**What the exercise asks:**
Copy every line of the records below, requests included, and shift each x and y value in the coordinate answers by -63.

**Stored records:**
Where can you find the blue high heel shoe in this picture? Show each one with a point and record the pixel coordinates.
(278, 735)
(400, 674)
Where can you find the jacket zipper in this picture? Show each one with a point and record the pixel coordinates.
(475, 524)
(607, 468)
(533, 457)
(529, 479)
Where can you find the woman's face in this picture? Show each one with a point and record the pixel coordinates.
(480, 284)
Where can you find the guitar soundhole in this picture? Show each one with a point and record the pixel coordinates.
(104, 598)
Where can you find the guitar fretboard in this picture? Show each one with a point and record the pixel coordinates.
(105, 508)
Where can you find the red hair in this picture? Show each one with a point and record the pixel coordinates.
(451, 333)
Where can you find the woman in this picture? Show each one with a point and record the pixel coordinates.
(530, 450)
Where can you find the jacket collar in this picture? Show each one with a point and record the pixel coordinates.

**Written solution:**
Where can you find the blue high heel shoe in this picture? Show each one with a point and record the pixel coordinates.
(215, 672)
(337, 611)
Where can you find the jacket zipper in this picture? Show each one with a point and record the pixel coordinates.
(412, 461)
(544, 405)
(470, 394)
(466, 416)
Where can you find the woman's face in this picture? Show each one with a point and record the pixel coordinates.
(417, 221)
Where can you find the guitar soundhole in this picture? Show each one with a point and record the pixel coordinates.
(41, 535)
Where can you find the guitar fretboard in this picture? Show each one with a point and record the pixel coordinates.
(42, 445)
Where can you find the red hair in this picture? Show each one with a point and record the pixel coordinates.
(388, 270)
Where can you find the woman in this picture? Show each one with a point and record the pixel coordinates.
(467, 387)
Where can you find the jacket collar in this picture? Show each one with a point and record the pixel coordinates.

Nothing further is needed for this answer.